→ **Task item**: The word "dark" marks the lines to copy; find all of them in the entries below.

→ **Given records**:
• • •
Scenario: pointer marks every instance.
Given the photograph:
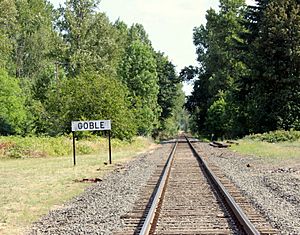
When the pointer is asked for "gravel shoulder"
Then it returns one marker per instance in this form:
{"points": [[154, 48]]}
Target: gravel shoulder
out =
{"points": [[273, 186], [99, 209]]}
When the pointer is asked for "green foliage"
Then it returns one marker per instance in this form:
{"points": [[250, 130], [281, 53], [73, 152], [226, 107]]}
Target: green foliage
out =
{"points": [[90, 97], [67, 60], [251, 55], [276, 136], [12, 110], [7, 26], [217, 45], [216, 121], [138, 72]]}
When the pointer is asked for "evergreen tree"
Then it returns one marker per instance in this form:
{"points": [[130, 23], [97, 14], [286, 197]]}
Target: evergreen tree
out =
{"points": [[274, 101]]}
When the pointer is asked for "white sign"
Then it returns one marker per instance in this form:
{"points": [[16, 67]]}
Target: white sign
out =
{"points": [[99, 125]]}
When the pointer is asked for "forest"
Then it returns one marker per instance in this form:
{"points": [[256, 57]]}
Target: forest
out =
{"points": [[72, 63], [248, 75]]}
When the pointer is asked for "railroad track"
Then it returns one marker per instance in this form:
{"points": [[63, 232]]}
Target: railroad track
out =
{"points": [[186, 196]]}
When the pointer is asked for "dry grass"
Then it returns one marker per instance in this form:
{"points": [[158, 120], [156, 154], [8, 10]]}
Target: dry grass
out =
{"points": [[30, 187], [277, 151]]}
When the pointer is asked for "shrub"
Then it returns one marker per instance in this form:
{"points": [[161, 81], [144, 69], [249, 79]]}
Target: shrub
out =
{"points": [[276, 136]]}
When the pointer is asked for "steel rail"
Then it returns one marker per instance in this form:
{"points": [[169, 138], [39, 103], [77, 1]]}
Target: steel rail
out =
{"points": [[151, 214], [247, 225]]}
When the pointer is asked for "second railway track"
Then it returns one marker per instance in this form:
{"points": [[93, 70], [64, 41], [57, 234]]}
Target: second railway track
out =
{"points": [[188, 201]]}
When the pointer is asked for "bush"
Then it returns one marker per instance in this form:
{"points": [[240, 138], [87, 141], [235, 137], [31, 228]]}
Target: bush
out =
{"points": [[12, 109], [276, 136]]}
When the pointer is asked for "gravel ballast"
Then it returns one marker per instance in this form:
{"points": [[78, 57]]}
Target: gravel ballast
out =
{"points": [[272, 187], [99, 209]]}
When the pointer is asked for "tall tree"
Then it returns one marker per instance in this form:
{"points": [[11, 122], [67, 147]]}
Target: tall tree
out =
{"points": [[89, 37], [274, 100], [7, 27], [138, 73], [220, 66]]}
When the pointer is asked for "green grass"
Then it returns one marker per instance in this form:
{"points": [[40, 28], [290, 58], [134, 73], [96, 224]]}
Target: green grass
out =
{"points": [[281, 150], [30, 186]]}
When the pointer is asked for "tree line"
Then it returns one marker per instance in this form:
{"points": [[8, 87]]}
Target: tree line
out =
{"points": [[248, 78], [72, 63]]}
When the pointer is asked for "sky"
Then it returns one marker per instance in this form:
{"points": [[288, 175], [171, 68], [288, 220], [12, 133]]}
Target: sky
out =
{"points": [[169, 24]]}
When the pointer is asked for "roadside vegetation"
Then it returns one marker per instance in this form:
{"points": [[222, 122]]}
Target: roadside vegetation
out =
{"points": [[248, 74], [277, 145], [37, 174]]}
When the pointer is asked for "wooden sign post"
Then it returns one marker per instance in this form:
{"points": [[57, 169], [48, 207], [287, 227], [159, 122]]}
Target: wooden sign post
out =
{"points": [[99, 125]]}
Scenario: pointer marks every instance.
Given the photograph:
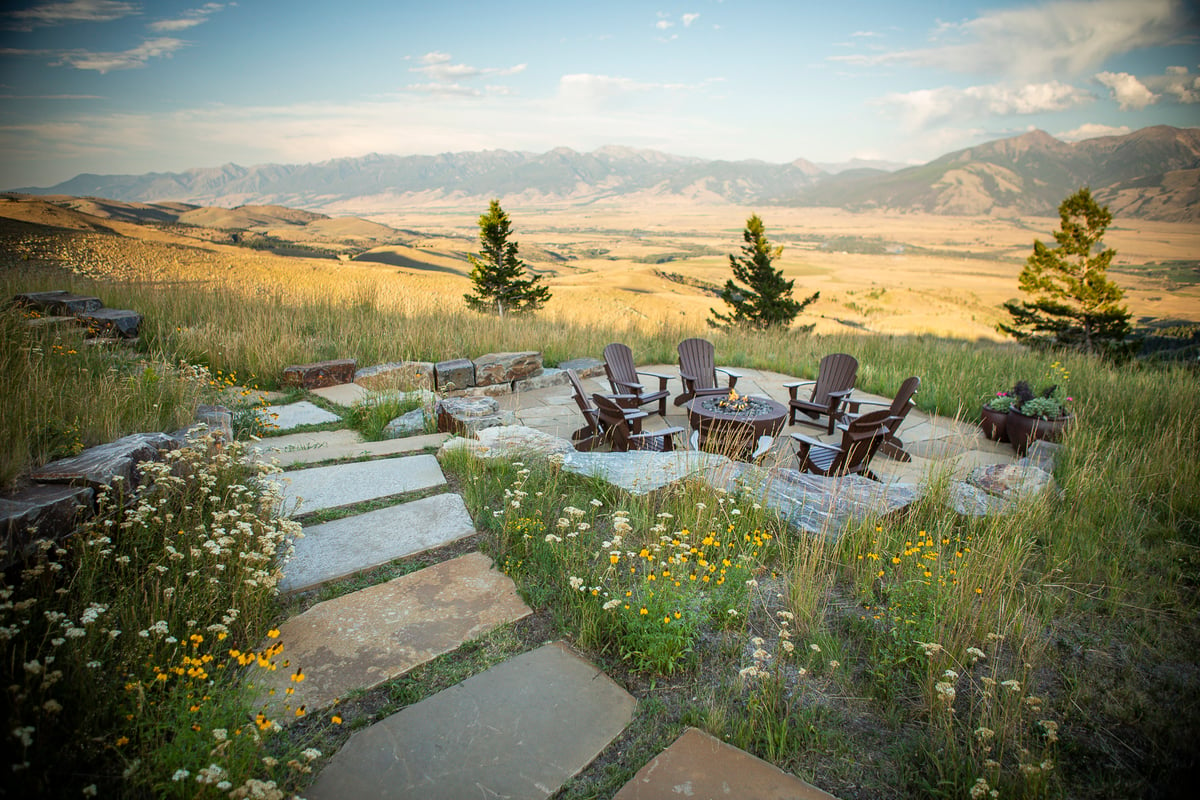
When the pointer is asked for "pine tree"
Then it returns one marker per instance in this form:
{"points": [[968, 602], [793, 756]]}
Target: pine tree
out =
{"points": [[1074, 304], [498, 274], [766, 300]]}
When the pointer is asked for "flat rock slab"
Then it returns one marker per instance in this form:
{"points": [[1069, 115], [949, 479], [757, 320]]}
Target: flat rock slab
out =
{"points": [[329, 445], [342, 547], [342, 394], [329, 487], [365, 638], [700, 767], [293, 415], [520, 729], [640, 473]]}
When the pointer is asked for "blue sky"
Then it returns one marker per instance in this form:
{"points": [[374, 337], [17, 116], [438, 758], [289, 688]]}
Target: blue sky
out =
{"points": [[161, 85]]}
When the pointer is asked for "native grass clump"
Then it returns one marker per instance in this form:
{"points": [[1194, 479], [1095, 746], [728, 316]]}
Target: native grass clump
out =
{"points": [[126, 645]]}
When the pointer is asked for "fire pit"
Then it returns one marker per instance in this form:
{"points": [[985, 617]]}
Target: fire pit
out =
{"points": [[732, 423]]}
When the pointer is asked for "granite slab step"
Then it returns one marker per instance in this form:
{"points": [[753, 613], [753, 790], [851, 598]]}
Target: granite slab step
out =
{"points": [[697, 765], [519, 729], [367, 637], [329, 445], [339, 548], [340, 485], [293, 415]]}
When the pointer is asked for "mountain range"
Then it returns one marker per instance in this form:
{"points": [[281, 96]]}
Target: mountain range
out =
{"points": [[1151, 174]]}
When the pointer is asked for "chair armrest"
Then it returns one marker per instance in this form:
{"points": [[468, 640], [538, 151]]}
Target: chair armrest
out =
{"points": [[795, 385]]}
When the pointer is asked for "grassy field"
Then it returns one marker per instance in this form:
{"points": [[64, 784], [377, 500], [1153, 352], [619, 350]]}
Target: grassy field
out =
{"points": [[1050, 653]]}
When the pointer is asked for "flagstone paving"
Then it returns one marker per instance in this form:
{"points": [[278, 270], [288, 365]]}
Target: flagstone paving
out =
{"points": [[330, 445], [361, 639], [700, 767], [293, 415], [329, 487], [519, 729], [342, 547]]}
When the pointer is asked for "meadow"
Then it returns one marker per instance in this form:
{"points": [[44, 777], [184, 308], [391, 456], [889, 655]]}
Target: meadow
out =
{"points": [[1048, 653]]}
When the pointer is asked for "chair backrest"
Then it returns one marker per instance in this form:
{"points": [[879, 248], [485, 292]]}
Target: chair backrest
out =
{"points": [[697, 358], [859, 441], [618, 365], [837, 373], [903, 402]]}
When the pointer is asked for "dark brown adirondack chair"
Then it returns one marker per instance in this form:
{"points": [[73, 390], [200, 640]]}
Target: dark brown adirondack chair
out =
{"points": [[859, 440], [892, 445], [618, 364], [831, 390], [623, 427], [697, 371]]}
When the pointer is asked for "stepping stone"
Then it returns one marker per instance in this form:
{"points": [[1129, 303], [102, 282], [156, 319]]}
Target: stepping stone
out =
{"points": [[293, 415], [342, 547], [342, 394], [520, 729], [365, 638], [329, 487], [697, 765], [329, 445]]}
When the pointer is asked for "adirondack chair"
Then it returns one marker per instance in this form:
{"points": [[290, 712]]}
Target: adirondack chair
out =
{"points": [[697, 371], [623, 427], [595, 432], [892, 445], [859, 440], [618, 364], [831, 390]]}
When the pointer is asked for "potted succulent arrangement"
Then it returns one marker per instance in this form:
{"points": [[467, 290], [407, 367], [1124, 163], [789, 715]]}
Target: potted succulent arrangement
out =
{"points": [[1042, 415], [995, 415]]}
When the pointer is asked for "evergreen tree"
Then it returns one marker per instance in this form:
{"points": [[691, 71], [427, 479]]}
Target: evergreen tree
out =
{"points": [[1073, 302], [766, 298], [498, 275]]}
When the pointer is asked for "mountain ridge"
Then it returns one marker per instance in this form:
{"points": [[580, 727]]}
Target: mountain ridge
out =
{"points": [[1152, 174]]}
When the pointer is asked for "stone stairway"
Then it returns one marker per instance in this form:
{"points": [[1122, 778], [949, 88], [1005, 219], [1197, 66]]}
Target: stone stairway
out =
{"points": [[519, 729]]}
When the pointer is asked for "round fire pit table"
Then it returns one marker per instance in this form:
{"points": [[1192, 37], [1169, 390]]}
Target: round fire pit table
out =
{"points": [[735, 429]]}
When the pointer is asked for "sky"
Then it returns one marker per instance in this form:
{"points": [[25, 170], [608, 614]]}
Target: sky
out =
{"points": [[121, 86]]}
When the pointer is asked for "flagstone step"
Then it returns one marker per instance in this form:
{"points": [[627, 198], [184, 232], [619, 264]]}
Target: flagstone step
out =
{"points": [[329, 487], [697, 765], [342, 547], [293, 415], [519, 729], [329, 445], [367, 637]]}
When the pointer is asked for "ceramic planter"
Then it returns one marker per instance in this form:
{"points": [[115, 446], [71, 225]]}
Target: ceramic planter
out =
{"points": [[1024, 429], [994, 423]]}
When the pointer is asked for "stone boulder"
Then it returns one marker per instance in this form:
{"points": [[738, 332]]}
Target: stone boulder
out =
{"points": [[1011, 481], [468, 415], [396, 374], [507, 367], [321, 374], [454, 374], [103, 464], [113, 322], [510, 441], [40, 512]]}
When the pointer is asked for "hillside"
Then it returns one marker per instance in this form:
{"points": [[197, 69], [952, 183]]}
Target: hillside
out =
{"points": [[1149, 174]]}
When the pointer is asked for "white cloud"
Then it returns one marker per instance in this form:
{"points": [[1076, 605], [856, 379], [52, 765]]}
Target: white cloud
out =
{"points": [[132, 59], [931, 107], [1127, 90], [1091, 131], [191, 18], [438, 67], [1177, 84], [1053, 38], [69, 11]]}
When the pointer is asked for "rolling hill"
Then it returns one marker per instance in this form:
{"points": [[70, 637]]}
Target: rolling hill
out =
{"points": [[1152, 174]]}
• • •
→ **Exercise output**:
When the pointer is asked for "dark brown adirondack chair"
Target: dark brown adirondack chair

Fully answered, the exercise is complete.